## Set problem
State how many lines in the items below contain the string "orchid", with case taken into account. Reply with the number alone.

## Records provided

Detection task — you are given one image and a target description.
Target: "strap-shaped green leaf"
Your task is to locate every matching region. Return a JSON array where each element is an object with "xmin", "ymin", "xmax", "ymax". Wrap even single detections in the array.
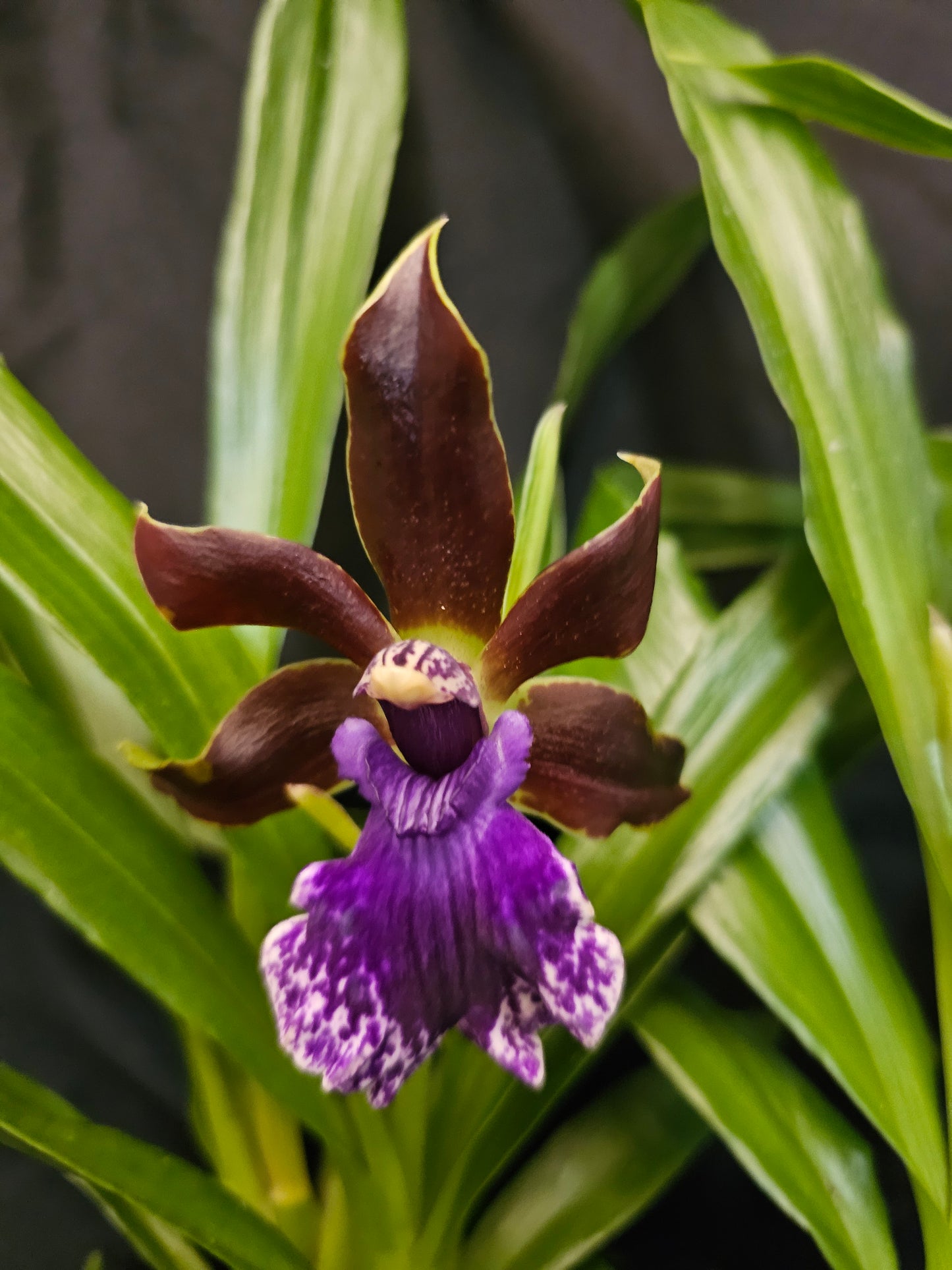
[
  {"xmin": 580, "ymin": 463, "xmax": 804, "ymax": 569},
  {"xmin": 725, "ymin": 56, "xmax": 952, "ymax": 159},
  {"xmin": 503, "ymin": 404, "xmax": 566, "ymax": 618},
  {"xmin": 552, "ymin": 193, "xmax": 710, "ymax": 415},
  {"xmin": 434, "ymin": 548, "xmax": 853, "ymax": 1239},
  {"xmin": 0, "ymin": 670, "xmax": 350, "ymax": 1151},
  {"xmin": 71, "ymin": 1174, "xmax": 210, "ymax": 1270},
  {"xmin": 462, "ymin": 1067, "xmax": 707, "ymax": 1270},
  {"xmin": 0, "ymin": 1063, "xmax": 308, "ymax": 1270},
  {"xmin": 0, "ymin": 367, "xmax": 256, "ymax": 753},
  {"xmin": 0, "ymin": 366, "xmax": 329, "ymax": 932},
  {"xmin": 586, "ymin": 548, "xmax": 853, "ymax": 952},
  {"xmin": 690, "ymin": 767, "xmax": 945, "ymax": 1207},
  {"xmin": 642, "ymin": 0, "xmax": 952, "ymax": 914},
  {"xmin": 634, "ymin": 982, "xmax": 897, "ymax": 1270},
  {"xmin": 208, "ymin": 0, "xmax": 406, "ymax": 652}
]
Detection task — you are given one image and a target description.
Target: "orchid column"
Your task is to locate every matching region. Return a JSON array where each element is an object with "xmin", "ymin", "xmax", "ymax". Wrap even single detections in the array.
[{"xmin": 136, "ymin": 225, "xmax": 686, "ymax": 1106}]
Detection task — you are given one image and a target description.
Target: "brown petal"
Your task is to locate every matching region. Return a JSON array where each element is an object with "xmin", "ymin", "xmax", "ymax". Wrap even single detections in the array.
[
  {"xmin": 481, "ymin": 455, "xmax": 661, "ymax": 701},
  {"xmin": 517, "ymin": 678, "xmax": 688, "ymax": 838},
  {"xmin": 344, "ymin": 222, "xmax": 514, "ymax": 643},
  {"xmin": 136, "ymin": 509, "xmax": 396, "ymax": 666},
  {"xmin": 131, "ymin": 659, "xmax": 389, "ymax": 824}
]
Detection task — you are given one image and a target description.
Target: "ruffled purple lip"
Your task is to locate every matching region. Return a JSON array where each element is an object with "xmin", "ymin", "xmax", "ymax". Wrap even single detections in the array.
[{"xmin": 262, "ymin": 711, "xmax": 625, "ymax": 1106}]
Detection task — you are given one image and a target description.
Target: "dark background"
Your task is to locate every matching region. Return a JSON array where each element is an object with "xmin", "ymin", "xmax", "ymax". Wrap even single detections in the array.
[{"xmin": 0, "ymin": 0, "xmax": 952, "ymax": 1270}]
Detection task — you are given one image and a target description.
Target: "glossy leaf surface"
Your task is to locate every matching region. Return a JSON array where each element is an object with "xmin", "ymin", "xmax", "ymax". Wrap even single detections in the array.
[
  {"xmin": 0, "ymin": 367, "xmax": 255, "ymax": 751},
  {"xmin": 208, "ymin": 0, "xmax": 406, "ymax": 602},
  {"xmin": 503, "ymin": 404, "xmax": 565, "ymax": 618},
  {"xmin": 0, "ymin": 1064, "xmax": 307, "ymax": 1270},
  {"xmin": 463, "ymin": 1067, "xmax": 707, "ymax": 1270},
  {"xmin": 642, "ymin": 0, "xmax": 952, "ymax": 904},
  {"xmin": 586, "ymin": 548, "xmax": 853, "ymax": 950},
  {"xmin": 434, "ymin": 548, "xmax": 853, "ymax": 1239},
  {"xmin": 72, "ymin": 1177, "xmax": 208, "ymax": 1270},
  {"xmin": 731, "ymin": 56, "xmax": 952, "ymax": 159},
  {"xmin": 552, "ymin": 193, "xmax": 710, "ymax": 414},
  {"xmin": 0, "ymin": 672, "xmax": 348, "ymax": 1149},
  {"xmin": 634, "ymin": 982, "xmax": 897, "ymax": 1270},
  {"xmin": 690, "ymin": 767, "xmax": 945, "ymax": 1205}
]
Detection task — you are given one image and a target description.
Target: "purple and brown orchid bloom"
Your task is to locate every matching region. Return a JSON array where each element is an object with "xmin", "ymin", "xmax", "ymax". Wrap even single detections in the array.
[{"xmin": 136, "ymin": 225, "xmax": 686, "ymax": 1106}]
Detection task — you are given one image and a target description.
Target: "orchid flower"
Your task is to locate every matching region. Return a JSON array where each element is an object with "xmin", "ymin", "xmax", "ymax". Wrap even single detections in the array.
[{"xmin": 136, "ymin": 225, "xmax": 686, "ymax": 1106}]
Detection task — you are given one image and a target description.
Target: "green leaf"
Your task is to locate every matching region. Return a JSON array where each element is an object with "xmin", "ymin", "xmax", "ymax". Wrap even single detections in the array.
[
  {"xmin": 0, "ymin": 1063, "xmax": 307, "ymax": 1270},
  {"xmin": 661, "ymin": 463, "xmax": 804, "ymax": 533},
  {"xmin": 434, "ymin": 550, "xmax": 853, "ymax": 1239},
  {"xmin": 0, "ymin": 670, "xmax": 349, "ymax": 1151},
  {"xmin": 0, "ymin": 367, "xmax": 256, "ymax": 753},
  {"xmin": 661, "ymin": 463, "xmax": 804, "ymax": 569},
  {"xmin": 0, "ymin": 366, "xmax": 318, "ymax": 930},
  {"xmin": 579, "ymin": 463, "xmax": 804, "ymax": 569},
  {"xmin": 725, "ymin": 55, "xmax": 952, "ymax": 159},
  {"xmin": 78, "ymin": 1177, "xmax": 210, "ymax": 1270},
  {"xmin": 690, "ymin": 767, "xmax": 945, "ymax": 1207},
  {"xmin": 208, "ymin": 0, "xmax": 406, "ymax": 652},
  {"xmin": 552, "ymin": 194, "xmax": 708, "ymax": 417},
  {"xmin": 586, "ymin": 548, "xmax": 853, "ymax": 952},
  {"xmin": 503, "ymin": 404, "xmax": 566, "ymax": 618},
  {"xmin": 634, "ymin": 983, "xmax": 896, "ymax": 1270},
  {"xmin": 462, "ymin": 1067, "xmax": 707, "ymax": 1270},
  {"xmin": 644, "ymin": 0, "xmax": 952, "ymax": 904}
]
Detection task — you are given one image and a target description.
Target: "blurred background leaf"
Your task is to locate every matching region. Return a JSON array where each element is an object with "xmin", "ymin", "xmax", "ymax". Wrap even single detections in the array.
[
  {"xmin": 207, "ymin": 0, "xmax": 406, "ymax": 664},
  {"xmin": 634, "ymin": 982, "xmax": 897, "ymax": 1270}
]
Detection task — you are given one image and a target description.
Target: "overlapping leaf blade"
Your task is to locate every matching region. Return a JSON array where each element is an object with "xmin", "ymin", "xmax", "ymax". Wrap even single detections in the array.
[
  {"xmin": 690, "ymin": 768, "xmax": 945, "ymax": 1207},
  {"xmin": 434, "ymin": 540, "xmax": 852, "ymax": 1244},
  {"xmin": 552, "ymin": 193, "xmax": 708, "ymax": 417},
  {"xmin": 503, "ymin": 404, "xmax": 566, "ymax": 607},
  {"xmin": 725, "ymin": 56, "xmax": 952, "ymax": 159},
  {"xmin": 463, "ymin": 1067, "xmax": 707, "ymax": 1270},
  {"xmin": 642, "ymin": 0, "xmax": 952, "ymax": 904},
  {"xmin": 0, "ymin": 367, "xmax": 255, "ymax": 753},
  {"xmin": 634, "ymin": 982, "xmax": 897, "ymax": 1270},
  {"xmin": 208, "ymin": 0, "xmax": 406, "ymax": 650},
  {"xmin": 0, "ymin": 670, "xmax": 349, "ymax": 1151},
  {"xmin": 586, "ymin": 548, "xmax": 852, "ymax": 951},
  {"xmin": 0, "ymin": 1064, "xmax": 308, "ymax": 1270},
  {"xmin": 71, "ymin": 1176, "xmax": 208, "ymax": 1270}
]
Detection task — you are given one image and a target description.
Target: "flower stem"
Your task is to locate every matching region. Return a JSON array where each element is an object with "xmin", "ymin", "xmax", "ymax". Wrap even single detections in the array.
[{"xmin": 244, "ymin": 1077, "xmax": 319, "ymax": 1252}]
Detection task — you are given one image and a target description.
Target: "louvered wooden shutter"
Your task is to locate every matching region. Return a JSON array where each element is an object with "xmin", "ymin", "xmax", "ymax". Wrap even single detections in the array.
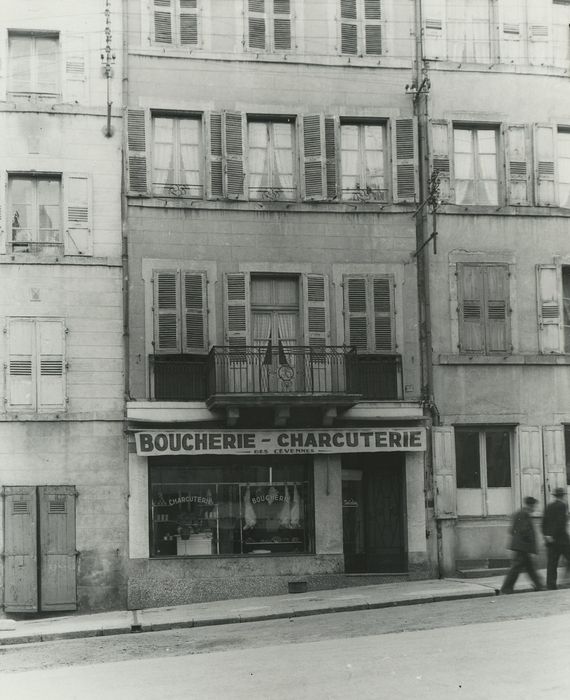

## Final answer
3